TASK SET -
**1.** In the message on Arabic and IE, can you give the passage from "Why would it" up to and including "we can imagine." again, switching "hypothesis" to "conjecture"?
**2.** Which Somali words does the message on Arabic and IE list as looking related to English words?

SELECTED EXCERPT -

══════════════════════════════

Arabic and IE

Mohamed Diriye Abdullahi diriyeam at MAGELLAN.UMontreal.CA
Sun Jan 31 20:12:38 UTC 1999


----------------------------Original message----------------------------


>At 02:12 PM 1/30/1999 EST, you wrote:
>----------------------------Original message----------------------------
>Robert Ratcliffe and Shilpi Bhadra are I am sure trying
>to be helpful, but it is surely disinformation to tell
>someone who is clearly a novice to the field that
>Semitic is not related to IE period (as per Bhadra)
>or at least not now known to be so related (as per
>Ratcliffe) instead of saying that
>AMR


Why would it be disinformation? There is the hypothesis, now being banded
by some, of AA being related to IE, Dravidian, among others, leading to, I
suppose, to "proto-world." That is at the pro-levels and is just a floated
hypothesis. But if someone says Semitic or Cushitic or any of the other
branches of AA is not related to IE, I think that is a valid point. Yes,
Semitic or any of the AA branches has nothing to do with IE. What is there
to show that Semitic is related to AA? What reconstruction is there? Chance
ressemblances are found in all languages; I can give a slew from Somali
that look related to English; ex.  lug <>leg; san<>nose (by metathesis);
il<>eye; lur<>lure; naag<>nag; etc. Giving yourself a semantic leeway and
searching through a toolbox of phonetic processes, it is amazing what
patterns we can imagine.

══════════════════════════════

PROVIDED DATA -
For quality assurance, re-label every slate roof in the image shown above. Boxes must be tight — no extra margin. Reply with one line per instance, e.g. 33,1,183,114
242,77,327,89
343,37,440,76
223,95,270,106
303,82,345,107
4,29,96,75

══════════════════════════════

THE ANSWERS -
**1.**
Why would it be disinformation? There is the conjecture, now being banded
by some, of AA being related to IE, Dravidian, among others, leading to, I
suppose, to "proto-world." That is at the pro-levels and is just a floated
conjecture. But if someone says Semitic or Cushitic or any of the other
branches of AA is not related to IE, I think that is a valid point. Yes,
Semitic or any of the AA branches has nothing to do with IE. What is there
to show that Semitic is related to AA? What reconstruction is there? Chance
ressemblances are found in all languages; I can give a slew from Somali
that look related to English; ex.  lug <>leg; san<>nose (by metathesis);
il<>eye; lur<>lure; naag<>nag; etc. Giving yourself a semantic leeway and
searching through a toolbox of phonetic processes, it is amazing what
patterns we can imagine.

**2.** lug, san, il, lur, naag